◆ **WHAT YOU NEED TO DO**
Present each line of the entries below as one item in a numbered list, leaving out any blank lines.

╔══

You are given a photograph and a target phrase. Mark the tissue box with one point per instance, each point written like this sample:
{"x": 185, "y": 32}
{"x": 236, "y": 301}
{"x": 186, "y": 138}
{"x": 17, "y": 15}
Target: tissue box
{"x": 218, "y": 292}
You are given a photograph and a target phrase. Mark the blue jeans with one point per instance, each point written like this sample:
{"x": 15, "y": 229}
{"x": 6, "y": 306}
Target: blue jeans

╚══

◆ **THE REPLY**
1. You are given a photograph and a target phrase. Mark the tissue box with one point per instance, each point written like this sample:
2. {"x": 185, "y": 32}
3. {"x": 236, "y": 301}
4. {"x": 186, "y": 138}
5. {"x": 17, "y": 15}
6. Target: tissue box
7. {"x": 218, "y": 292}
8. You are given a photograph and a target phrase. Mark the blue jeans with one point per instance, each point written like this sample:
9. {"x": 15, "y": 229}
10. {"x": 6, "y": 306}
11. Target: blue jeans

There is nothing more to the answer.